=== DATASET RECORDS ===
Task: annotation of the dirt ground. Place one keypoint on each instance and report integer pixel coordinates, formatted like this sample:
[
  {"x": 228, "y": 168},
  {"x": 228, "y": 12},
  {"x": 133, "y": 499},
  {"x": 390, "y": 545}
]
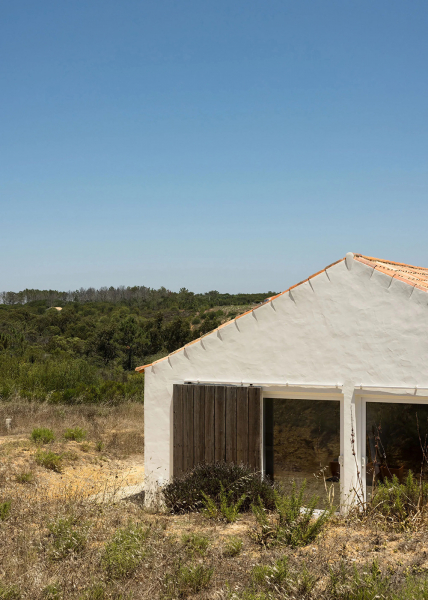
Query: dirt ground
[{"x": 85, "y": 490}]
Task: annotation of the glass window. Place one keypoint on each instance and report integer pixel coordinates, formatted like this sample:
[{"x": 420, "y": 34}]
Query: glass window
[
  {"x": 395, "y": 436},
  {"x": 302, "y": 442}
]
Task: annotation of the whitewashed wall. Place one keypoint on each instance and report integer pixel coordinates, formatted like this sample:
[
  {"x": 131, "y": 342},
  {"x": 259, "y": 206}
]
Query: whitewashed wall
[{"x": 349, "y": 325}]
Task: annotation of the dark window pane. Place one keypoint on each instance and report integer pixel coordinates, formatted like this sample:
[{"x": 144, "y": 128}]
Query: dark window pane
[{"x": 302, "y": 442}]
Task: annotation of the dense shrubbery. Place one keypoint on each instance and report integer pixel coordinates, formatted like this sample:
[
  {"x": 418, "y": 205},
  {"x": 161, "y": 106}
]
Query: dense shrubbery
[
  {"x": 399, "y": 502},
  {"x": 87, "y": 351},
  {"x": 188, "y": 493}
]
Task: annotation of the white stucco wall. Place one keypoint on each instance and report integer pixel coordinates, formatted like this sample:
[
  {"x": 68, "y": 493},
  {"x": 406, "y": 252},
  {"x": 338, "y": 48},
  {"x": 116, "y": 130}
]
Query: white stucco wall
===
_WORK REQUIRED_
Copy all lines from the data above that contain the word "stucco".

_PROBLEM SOLUTION_
Task: annotation of the white stucco wall. Place one keypoint on each instance and report integer pixel coordinates, formatted like this sample:
Query: white stucco wall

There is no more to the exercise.